:: Instructions for the task ::
Of all the entries below, only the lines from the one with "Where can the fire" up to and including the one with "Where can the metal" are to be duplicated exactly.

:: Supplied data ::

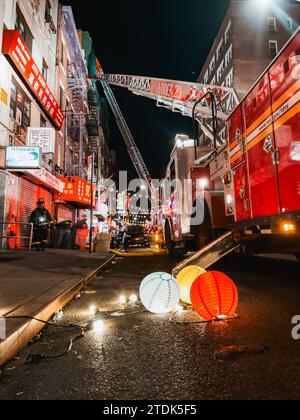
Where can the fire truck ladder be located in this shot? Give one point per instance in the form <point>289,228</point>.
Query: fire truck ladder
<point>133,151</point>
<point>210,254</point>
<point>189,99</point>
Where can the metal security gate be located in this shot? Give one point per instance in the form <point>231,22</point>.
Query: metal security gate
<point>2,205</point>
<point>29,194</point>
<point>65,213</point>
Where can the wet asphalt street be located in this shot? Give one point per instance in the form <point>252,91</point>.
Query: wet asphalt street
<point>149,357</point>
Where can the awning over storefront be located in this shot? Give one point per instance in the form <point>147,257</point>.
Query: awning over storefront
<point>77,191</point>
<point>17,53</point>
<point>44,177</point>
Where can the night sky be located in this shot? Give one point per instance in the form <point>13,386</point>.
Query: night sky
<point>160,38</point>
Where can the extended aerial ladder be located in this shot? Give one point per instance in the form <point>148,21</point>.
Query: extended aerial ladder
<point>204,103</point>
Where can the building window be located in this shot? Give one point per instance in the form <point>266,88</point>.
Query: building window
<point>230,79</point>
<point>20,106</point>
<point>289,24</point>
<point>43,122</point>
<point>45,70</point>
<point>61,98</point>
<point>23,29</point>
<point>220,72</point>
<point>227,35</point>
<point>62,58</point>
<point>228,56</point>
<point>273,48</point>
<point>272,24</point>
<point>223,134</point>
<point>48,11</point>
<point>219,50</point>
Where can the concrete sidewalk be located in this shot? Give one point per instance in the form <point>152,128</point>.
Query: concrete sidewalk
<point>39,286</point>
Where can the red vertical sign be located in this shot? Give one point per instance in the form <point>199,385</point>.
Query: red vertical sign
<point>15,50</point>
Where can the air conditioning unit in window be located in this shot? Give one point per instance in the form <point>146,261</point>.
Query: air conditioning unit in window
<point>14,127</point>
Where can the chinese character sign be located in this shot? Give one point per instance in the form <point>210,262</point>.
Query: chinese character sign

* * *

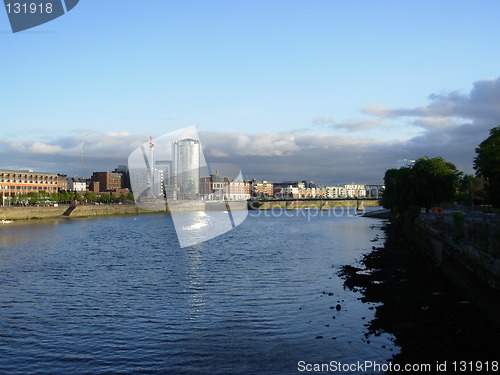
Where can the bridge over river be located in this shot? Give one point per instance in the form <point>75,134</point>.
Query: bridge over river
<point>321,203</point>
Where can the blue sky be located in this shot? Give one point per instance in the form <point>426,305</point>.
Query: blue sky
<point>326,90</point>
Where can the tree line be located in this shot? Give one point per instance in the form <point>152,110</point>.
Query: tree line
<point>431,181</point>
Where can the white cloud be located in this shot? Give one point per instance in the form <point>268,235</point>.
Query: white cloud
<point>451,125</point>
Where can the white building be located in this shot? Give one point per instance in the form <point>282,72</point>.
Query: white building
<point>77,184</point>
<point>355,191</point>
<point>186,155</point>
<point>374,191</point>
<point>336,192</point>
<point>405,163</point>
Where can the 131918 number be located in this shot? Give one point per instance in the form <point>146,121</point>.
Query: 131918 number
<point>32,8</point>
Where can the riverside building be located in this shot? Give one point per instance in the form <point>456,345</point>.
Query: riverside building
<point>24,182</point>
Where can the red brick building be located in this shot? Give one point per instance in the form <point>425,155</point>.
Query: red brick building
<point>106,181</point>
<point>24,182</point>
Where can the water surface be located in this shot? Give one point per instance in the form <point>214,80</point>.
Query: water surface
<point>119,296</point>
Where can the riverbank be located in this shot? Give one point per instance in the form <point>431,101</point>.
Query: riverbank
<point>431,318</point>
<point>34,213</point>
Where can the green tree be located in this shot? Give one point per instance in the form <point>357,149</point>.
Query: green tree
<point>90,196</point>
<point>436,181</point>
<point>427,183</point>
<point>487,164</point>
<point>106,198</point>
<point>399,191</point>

==

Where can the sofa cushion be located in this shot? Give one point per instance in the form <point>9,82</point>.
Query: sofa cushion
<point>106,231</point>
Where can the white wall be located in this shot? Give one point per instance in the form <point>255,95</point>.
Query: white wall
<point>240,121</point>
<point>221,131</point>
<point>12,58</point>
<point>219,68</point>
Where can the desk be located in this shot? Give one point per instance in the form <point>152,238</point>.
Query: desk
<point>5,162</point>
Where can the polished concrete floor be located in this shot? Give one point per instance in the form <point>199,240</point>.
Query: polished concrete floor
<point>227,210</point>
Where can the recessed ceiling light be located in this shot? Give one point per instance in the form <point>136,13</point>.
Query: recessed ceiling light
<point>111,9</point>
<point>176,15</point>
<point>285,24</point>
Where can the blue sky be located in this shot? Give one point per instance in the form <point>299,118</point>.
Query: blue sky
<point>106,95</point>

:: Task solution ::
Where can the fire truck ladder be located in this shot? Give one point per instance in the form <point>289,228</point>.
Query: fire truck ladder
<point>133,151</point>
<point>210,254</point>
<point>189,99</point>
Where can the metal security gate be located in this shot? Give one point per instance in the form <point>231,22</point>.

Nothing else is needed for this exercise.